Trecho selecionado:
* * *
De fato, aqueles nascidos nos últimos anos do baby boom oferecem um modelo para a maneira como uma grande subgeração se movimenta pela economia. Foram o maior grupo populacional da história até a chegada dos millennials, e eram muito mais numerosos em comparação com os que os precederam, conhecidos como a Geração Silenciosa.
Essa discrepância indica que a economia teve de se expandir ainda mais rapidamente para acomodar os boomers que estavam atingindo a idade adulta no início da década de 1980. Eles também enfrentaram uma economia desafiadora: a inflação disparou, levando o Sistema de Reserva Federal a aumentar as taxas de juros para níveis de dois dígitos e forçando a economia a entrar em uma recessão severa, justamente quando os nascidos nos últimos anos do baby boom estavam procurando trabalho. “O mercado estava saturado”, observou Richard Easterlin, economista da Universidade do Sul da Califórnia, responsável por grande parte das pesquisas sobre como o tamanho das gerações afeta os resultados trabalhistas.
* * *
Dados de entrada:

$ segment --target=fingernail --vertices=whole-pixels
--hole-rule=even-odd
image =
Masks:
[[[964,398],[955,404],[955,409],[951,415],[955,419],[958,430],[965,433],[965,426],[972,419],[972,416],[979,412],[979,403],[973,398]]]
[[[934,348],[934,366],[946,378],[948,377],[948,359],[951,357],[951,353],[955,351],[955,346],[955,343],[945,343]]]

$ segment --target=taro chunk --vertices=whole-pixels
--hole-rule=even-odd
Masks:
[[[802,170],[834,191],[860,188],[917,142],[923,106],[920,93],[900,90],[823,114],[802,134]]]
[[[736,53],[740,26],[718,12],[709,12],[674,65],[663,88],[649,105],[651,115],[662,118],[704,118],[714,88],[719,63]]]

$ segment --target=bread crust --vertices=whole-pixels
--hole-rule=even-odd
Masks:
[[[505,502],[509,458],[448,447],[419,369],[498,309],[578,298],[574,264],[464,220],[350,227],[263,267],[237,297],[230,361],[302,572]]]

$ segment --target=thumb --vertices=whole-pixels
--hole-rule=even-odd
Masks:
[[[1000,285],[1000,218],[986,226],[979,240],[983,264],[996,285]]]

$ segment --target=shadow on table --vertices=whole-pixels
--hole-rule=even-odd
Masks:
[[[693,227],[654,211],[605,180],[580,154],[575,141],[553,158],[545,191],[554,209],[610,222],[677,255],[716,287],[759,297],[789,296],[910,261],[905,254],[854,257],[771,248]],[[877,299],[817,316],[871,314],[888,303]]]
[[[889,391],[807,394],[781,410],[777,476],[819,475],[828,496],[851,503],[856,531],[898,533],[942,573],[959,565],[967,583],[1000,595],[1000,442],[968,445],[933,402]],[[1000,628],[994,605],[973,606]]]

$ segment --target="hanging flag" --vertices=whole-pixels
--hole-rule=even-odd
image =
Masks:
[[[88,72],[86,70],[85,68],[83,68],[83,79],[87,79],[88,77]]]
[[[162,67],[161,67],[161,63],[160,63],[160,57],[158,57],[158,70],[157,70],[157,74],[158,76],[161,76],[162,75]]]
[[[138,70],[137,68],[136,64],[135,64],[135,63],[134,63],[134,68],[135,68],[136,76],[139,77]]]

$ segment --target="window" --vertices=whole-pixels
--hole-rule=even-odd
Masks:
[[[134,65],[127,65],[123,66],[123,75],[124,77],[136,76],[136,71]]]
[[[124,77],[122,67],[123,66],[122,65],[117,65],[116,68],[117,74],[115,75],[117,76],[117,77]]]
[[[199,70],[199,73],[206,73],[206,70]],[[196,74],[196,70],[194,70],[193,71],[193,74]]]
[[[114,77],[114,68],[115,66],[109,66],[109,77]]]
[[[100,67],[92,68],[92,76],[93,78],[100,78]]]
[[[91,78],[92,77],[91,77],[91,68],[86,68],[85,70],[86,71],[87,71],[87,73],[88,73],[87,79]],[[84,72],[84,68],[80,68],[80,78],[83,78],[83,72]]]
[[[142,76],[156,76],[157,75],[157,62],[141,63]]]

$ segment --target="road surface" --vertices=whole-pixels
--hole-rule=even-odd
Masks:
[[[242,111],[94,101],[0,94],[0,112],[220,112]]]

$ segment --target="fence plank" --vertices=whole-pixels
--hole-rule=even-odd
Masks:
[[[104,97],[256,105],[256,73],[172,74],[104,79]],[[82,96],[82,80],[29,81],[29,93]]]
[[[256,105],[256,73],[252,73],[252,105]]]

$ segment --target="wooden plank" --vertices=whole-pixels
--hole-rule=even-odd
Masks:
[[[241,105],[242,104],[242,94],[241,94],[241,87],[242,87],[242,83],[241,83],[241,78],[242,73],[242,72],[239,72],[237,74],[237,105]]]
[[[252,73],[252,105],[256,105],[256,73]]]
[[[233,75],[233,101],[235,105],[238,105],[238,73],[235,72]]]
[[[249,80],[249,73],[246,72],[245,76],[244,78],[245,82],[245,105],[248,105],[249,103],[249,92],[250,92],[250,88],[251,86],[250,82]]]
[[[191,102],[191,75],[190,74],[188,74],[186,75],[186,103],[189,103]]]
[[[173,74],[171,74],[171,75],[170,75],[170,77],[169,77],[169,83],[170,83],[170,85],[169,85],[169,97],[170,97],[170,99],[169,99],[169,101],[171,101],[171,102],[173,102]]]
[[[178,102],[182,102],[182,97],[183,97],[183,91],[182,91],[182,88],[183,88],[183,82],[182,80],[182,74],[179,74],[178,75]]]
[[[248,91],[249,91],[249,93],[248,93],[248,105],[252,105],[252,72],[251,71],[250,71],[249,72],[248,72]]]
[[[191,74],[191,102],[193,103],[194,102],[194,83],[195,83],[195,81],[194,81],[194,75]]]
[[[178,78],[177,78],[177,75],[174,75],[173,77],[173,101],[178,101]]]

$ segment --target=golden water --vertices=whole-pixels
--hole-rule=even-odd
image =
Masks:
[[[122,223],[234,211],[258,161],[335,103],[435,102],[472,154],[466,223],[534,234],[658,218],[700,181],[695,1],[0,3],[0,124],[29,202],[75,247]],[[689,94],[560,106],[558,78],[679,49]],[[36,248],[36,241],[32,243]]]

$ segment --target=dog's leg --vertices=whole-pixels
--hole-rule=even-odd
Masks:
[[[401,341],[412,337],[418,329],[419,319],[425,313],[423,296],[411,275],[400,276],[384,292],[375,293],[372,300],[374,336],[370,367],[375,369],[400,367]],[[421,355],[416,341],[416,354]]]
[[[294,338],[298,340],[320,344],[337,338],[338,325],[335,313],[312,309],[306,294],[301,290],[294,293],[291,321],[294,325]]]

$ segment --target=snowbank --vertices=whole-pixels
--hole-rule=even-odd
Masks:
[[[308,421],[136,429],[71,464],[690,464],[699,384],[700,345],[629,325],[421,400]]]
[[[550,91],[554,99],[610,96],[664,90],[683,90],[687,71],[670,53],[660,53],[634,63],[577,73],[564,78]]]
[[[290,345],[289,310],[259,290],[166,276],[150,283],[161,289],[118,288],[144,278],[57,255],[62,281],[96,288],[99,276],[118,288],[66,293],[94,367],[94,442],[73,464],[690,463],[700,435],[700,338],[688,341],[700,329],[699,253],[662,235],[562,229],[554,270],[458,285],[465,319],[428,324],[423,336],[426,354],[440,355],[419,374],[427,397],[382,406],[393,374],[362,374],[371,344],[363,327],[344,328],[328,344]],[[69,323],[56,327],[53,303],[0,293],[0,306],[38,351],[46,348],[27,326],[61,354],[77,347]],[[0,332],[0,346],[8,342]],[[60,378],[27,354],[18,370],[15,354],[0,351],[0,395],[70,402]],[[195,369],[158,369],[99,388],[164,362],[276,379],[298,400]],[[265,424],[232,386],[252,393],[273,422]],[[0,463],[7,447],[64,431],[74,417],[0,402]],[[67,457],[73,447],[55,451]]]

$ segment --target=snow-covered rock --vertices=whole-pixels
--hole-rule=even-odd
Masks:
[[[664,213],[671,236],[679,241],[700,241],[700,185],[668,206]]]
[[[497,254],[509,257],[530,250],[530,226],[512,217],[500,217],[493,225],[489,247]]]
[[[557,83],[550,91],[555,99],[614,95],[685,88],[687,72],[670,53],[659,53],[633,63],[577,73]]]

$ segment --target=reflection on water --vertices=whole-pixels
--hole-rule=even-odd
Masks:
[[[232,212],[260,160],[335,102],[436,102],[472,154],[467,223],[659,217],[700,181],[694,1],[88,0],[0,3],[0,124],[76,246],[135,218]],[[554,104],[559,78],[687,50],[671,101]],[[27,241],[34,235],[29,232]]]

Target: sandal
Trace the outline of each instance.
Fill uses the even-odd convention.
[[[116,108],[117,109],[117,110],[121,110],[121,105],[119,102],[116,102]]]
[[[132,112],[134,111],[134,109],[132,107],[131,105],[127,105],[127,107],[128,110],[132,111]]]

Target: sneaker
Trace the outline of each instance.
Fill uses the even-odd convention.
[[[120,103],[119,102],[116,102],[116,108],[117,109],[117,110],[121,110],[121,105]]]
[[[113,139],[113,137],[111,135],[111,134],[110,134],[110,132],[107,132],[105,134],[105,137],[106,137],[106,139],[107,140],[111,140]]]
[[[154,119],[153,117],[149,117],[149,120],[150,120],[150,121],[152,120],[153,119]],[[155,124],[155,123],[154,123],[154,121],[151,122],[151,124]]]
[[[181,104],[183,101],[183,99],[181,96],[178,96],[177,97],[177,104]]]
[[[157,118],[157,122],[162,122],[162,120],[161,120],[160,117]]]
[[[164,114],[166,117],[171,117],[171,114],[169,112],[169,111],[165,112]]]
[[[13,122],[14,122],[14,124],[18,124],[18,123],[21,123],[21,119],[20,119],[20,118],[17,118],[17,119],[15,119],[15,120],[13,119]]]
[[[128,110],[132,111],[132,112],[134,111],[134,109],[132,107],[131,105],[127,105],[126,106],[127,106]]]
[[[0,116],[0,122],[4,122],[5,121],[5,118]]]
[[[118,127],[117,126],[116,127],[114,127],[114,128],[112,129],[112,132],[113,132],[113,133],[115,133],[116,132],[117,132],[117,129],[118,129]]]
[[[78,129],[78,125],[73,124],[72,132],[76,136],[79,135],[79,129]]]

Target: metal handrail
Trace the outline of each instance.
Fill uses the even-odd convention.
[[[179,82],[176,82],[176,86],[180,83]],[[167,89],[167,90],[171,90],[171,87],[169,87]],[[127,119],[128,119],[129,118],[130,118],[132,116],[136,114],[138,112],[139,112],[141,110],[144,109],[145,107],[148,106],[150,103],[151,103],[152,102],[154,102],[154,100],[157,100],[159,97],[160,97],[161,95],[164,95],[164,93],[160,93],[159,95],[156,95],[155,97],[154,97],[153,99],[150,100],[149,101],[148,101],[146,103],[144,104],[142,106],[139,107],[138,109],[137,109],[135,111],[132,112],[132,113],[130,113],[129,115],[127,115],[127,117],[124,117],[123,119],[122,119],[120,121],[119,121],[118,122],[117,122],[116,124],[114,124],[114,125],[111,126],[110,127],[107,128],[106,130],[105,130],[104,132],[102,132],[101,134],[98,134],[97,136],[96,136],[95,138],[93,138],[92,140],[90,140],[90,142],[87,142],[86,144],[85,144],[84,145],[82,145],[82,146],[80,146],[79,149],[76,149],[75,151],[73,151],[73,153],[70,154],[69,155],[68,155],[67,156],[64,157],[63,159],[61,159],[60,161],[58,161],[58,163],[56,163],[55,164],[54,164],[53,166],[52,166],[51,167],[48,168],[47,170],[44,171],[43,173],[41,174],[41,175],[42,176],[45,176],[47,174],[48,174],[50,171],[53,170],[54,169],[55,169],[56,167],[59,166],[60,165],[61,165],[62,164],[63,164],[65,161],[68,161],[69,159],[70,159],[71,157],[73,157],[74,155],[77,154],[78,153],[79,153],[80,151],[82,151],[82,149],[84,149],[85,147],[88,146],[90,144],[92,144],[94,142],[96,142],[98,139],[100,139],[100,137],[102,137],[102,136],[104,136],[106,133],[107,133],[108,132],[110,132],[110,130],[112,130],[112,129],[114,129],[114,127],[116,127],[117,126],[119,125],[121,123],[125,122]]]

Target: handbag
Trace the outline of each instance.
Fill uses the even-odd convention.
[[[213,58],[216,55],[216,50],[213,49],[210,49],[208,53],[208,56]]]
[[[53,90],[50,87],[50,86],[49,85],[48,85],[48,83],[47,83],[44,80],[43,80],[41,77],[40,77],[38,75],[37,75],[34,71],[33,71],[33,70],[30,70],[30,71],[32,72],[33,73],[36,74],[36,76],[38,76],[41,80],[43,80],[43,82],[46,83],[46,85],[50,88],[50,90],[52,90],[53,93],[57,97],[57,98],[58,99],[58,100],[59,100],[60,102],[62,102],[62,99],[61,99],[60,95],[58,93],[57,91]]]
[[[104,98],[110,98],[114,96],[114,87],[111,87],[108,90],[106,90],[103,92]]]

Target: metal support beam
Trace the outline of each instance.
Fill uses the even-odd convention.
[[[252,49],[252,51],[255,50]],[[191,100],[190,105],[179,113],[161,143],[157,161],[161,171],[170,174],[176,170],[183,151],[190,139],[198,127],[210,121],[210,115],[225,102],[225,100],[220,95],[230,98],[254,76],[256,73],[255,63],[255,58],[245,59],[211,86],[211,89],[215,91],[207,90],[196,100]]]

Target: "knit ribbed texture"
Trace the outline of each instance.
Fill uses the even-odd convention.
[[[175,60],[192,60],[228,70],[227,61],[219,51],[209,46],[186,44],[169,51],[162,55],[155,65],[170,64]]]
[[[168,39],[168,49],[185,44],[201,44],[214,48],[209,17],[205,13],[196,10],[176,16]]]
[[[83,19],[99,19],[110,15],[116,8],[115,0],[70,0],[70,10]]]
* * *
Complete as atividades:
**a.** Traduza para o inglês a seguinte frase do trecho sobre os baby boomers: "Essa discrepância indica que a economia teve de se expandir ainda mais rapidamente para acomodar os boomers que estavam atingindo a idade adulta no início da década de 1980."
**b.** Continue o trecho sobre os baby boomers a partir do ponto em que ele termina.

Respostas das atividades:
**a.** This discrepancy indicates that the economy had to expand even more rapidly to accommodate the boomers who were reaching adulthood in the early 1980s.

**b.**
Forçados a competir em um mercado de trabalho e em um setor imobiliário sobrecarregados, alguns dos que nasceram no auge do baby boom ficaram com cicatrizes econômicas permanentes em comparação com o restante de sua geração: estudos sugerem que eles correm um risco maior de ficar sem lar.
Será, portanto, que os millennials do auge também estão destinados a passar por isso?
Uma esperança
Easterlin acredita que é provável que meus colegas estejam em uma situação melhor. “O importante para os resultados é a mudança no tamanho da geração, e não só seu tamanho”, explicou ele.
Enquanto há aproximadamente um boomer e meio para cada pessoa que pertenceu à geração anterior, essa proporção é de 1,1 para os millennials. É como se os boomers fossem um gigante tentando caber em um suéter extrapequeno, e os millennials em um grande.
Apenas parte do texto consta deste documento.